● About this task: For the string "hair", report how many lines in the records below contain it, and nothing more.

(Dataset entries)
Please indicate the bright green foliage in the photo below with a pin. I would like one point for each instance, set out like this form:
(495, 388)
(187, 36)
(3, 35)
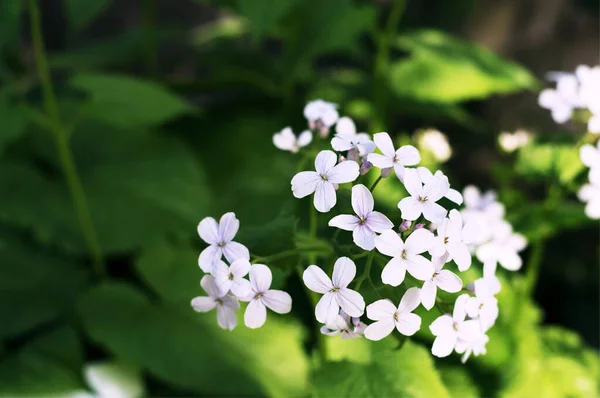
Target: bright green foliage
(444, 69)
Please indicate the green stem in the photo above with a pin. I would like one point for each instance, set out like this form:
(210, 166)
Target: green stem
(381, 67)
(61, 139)
(374, 185)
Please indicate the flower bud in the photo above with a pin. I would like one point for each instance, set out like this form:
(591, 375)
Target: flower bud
(386, 172)
(365, 167)
(405, 225)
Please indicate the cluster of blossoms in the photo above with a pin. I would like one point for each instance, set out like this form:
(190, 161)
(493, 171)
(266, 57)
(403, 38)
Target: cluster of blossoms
(590, 192)
(427, 240)
(574, 91)
(227, 284)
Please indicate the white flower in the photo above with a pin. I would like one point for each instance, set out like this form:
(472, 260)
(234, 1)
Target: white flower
(444, 279)
(426, 176)
(423, 197)
(262, 298)
(335, 290)
(346, 139)
(232, 278)
(476, 346)
(435, 142)
(503, 247)
(344, 326)
(366, 222)
(225, 304)
(387, 316)
(484, 306)
(287, 141)
(406, 256)
(321, 115)
(323, 182)
(453, 331)
(220, 238)
(510, 142)
(406, 155)
(452, 239)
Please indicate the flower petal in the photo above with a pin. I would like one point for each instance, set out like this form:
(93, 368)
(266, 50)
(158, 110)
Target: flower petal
(260, 278)
(378, 222)
(448, 281)
(256, 314)
(394, 271)
(410, 208)
(316, 280)
(408, 324)
(363, 237)
(203, 303)
(208, 229)
(327, 308)
(381, 310)
(325, 197)
(277, 301)
(378, 330)
(389, 243)
(351, 302)
(362, 200)
(228, 227)
(305, 183)
(410, 300)
(344, 270)
(428, 294)
(344, 172)
(234, 251)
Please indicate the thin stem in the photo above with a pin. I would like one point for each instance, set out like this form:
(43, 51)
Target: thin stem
(374, 185)
(381, 67)
(61, 139)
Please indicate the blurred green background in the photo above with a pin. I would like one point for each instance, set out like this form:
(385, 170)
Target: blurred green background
(166, 111)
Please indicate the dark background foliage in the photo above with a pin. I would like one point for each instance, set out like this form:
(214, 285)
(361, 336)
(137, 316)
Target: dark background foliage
(169, 108)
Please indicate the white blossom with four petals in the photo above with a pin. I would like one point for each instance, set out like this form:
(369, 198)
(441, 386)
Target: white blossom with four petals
(366, 222)
(226, 305)
(387, 316)
(220, 238)
(406, 255)
(423, 197)
(324, 181)
(335, 291)
(261, 297)
(287, 141)
(406, 155)
(443, 279)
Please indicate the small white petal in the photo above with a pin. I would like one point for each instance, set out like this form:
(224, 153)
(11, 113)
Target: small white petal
(260, 278)
(345, 222)
(228, 227)
(344, 270)
(256, 314)
(277, 301)
(208, 229)
(325, 197)
(317, 280)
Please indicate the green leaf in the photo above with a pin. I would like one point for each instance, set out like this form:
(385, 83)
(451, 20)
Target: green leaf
(444, 69)
(140, 188)
(128, 102)
(173, 345)
(81, 13)
(50, 364)
(36, 286)
(263, 15)
(407, 372)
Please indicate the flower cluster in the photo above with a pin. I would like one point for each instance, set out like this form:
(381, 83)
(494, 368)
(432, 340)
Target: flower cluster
(227, 284)
(590, 192)
(574, 91)
(451, 236)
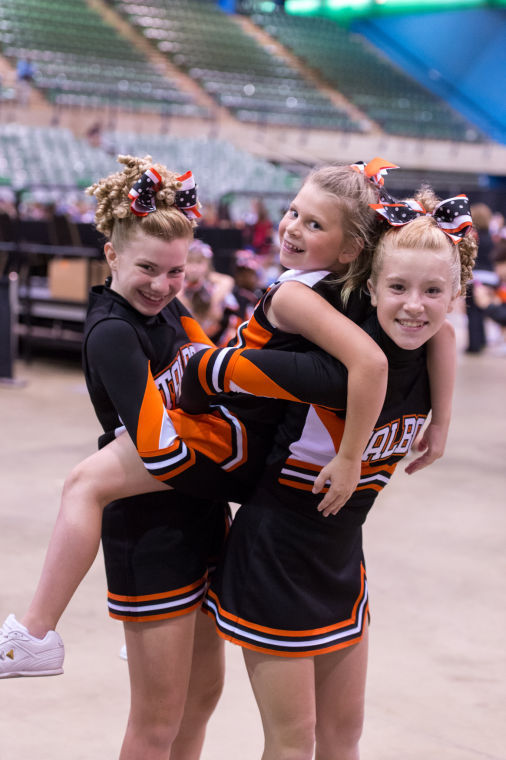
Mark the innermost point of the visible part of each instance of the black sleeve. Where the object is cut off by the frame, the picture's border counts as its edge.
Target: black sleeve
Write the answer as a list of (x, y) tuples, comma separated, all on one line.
[(313, 377), (119, 364)]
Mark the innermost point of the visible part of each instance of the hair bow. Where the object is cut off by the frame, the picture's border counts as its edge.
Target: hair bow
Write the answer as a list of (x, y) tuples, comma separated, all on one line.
[(186, 197), (143, 192), (374, 170), (452, 215)]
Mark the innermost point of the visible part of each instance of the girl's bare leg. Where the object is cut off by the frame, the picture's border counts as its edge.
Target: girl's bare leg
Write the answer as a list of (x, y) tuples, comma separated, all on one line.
[(159, 663), (284, 692), (204, 691), (114, 472), (340, 690)]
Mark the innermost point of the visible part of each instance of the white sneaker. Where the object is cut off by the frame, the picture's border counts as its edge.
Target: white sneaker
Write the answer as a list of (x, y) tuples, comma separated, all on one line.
[(22, 654)]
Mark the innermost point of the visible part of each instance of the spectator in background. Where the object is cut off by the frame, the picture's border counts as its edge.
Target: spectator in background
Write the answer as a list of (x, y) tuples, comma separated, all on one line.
[(482, 216), (261, 229), (492, 299), (205, 292), (241, 302), (25, 73)]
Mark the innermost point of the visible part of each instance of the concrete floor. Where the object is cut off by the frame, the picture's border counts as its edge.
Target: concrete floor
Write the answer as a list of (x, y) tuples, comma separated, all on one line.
[(436, 565)]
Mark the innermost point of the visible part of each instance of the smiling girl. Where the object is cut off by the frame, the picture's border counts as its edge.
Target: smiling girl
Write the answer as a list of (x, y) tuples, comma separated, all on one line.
[(292, 588)]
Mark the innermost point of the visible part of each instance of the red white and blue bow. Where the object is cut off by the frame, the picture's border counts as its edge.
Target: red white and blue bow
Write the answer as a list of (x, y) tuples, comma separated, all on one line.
[(375, 169), (186, 197), (452, 215), (143, 192)]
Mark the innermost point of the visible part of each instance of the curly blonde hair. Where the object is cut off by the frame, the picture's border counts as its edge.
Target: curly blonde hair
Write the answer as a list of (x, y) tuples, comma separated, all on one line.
[(354, 193), (115, 220), (423, 232)]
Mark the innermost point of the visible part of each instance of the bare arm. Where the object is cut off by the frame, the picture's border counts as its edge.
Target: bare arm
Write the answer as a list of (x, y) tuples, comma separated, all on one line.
[(296, 308), (441, 363)]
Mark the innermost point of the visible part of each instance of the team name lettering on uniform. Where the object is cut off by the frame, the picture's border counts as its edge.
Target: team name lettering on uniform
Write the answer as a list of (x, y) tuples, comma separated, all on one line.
[(169, 381), (394, 439)]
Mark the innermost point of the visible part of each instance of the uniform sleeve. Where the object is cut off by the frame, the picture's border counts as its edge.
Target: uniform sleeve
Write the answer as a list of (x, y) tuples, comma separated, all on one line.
[(119, 362), (313, 377), (497, 312)]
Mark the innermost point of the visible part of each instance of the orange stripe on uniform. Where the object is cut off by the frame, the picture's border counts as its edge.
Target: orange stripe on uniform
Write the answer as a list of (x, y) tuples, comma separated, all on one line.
[(206, 433), (254, 335), (248, 377), (151, 416), (152, 597), (148, 618), (296, 634)]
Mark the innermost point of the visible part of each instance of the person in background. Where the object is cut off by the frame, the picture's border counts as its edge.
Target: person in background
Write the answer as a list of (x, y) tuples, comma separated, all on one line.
[(205, 292), (483, 273), (246, 292)]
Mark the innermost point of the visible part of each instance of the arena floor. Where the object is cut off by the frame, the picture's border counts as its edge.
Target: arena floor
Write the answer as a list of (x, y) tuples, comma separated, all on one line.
[(435, 547)]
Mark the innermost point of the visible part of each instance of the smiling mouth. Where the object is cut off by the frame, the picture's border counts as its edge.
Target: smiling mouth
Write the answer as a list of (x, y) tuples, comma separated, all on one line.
[(291, 248), (152, 299), (411, 323)]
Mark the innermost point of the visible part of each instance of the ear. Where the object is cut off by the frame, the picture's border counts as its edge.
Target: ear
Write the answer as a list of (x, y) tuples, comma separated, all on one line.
[(111, 256), (372, 292), (352, 250)]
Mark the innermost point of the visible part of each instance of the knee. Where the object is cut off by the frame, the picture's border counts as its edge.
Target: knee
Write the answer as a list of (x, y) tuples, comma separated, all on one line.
[(340, 738), (203, 699), (154, 734), (83, 484)]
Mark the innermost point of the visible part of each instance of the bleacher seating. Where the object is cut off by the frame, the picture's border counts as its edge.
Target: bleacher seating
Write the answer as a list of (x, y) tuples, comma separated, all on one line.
[(237, 72), (398, 104), (52, 156), (80, 60)]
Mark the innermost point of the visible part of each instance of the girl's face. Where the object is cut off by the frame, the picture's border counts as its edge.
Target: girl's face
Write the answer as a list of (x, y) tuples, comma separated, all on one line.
[(311, 233), (149, 271), (413, 294)]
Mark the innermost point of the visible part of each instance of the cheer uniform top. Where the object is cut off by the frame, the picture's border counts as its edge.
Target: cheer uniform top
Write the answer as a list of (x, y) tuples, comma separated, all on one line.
[(225, 428), (292, 583), (158, 547)]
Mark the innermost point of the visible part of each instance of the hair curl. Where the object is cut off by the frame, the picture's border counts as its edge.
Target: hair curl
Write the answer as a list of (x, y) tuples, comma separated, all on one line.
[(423, 232), (115, 220)]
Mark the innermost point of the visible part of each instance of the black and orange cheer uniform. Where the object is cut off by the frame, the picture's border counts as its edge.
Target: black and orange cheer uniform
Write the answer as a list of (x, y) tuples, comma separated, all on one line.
[(226, 427), (158, 547), (292, 583)]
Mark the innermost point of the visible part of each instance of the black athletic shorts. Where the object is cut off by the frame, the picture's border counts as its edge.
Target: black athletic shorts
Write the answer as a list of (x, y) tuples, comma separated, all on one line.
[(159, 552), (291, 583)]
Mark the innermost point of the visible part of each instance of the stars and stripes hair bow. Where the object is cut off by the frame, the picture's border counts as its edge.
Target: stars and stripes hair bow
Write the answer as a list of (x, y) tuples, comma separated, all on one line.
[(142, 193), (186, 197), (374, 170), (453, 215)]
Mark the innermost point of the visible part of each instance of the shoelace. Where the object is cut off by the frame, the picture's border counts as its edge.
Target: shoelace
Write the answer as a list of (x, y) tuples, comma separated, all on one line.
[(7, 633)]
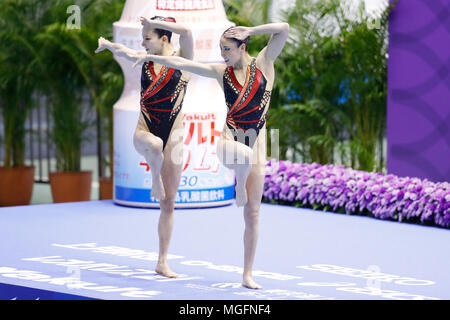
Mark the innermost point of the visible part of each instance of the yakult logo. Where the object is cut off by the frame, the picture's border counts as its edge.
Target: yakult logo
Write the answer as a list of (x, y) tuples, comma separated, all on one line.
[(185, 5)]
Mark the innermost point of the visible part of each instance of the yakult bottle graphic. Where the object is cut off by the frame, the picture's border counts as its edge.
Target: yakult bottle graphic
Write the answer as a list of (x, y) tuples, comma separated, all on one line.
[(205, 182)]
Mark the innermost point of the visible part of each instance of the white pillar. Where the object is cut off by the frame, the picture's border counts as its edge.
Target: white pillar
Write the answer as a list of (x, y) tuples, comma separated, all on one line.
[(205, 182)]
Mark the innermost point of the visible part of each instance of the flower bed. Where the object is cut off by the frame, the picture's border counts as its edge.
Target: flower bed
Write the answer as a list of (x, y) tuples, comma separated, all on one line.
[(339, 189)]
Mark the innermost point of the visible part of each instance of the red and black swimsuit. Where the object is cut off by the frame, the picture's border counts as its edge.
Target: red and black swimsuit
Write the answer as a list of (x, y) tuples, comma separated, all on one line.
[(246, 104), (160, 103)]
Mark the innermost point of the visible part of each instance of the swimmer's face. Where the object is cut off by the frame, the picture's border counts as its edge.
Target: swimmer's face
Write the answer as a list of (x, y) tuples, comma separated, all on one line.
[(230, 52), (152, 43)]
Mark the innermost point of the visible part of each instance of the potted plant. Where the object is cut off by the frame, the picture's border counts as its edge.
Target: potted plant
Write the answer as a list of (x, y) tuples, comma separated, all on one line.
[(66, 89), (78, 74), (19, 66)]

● Answer to the problem: 8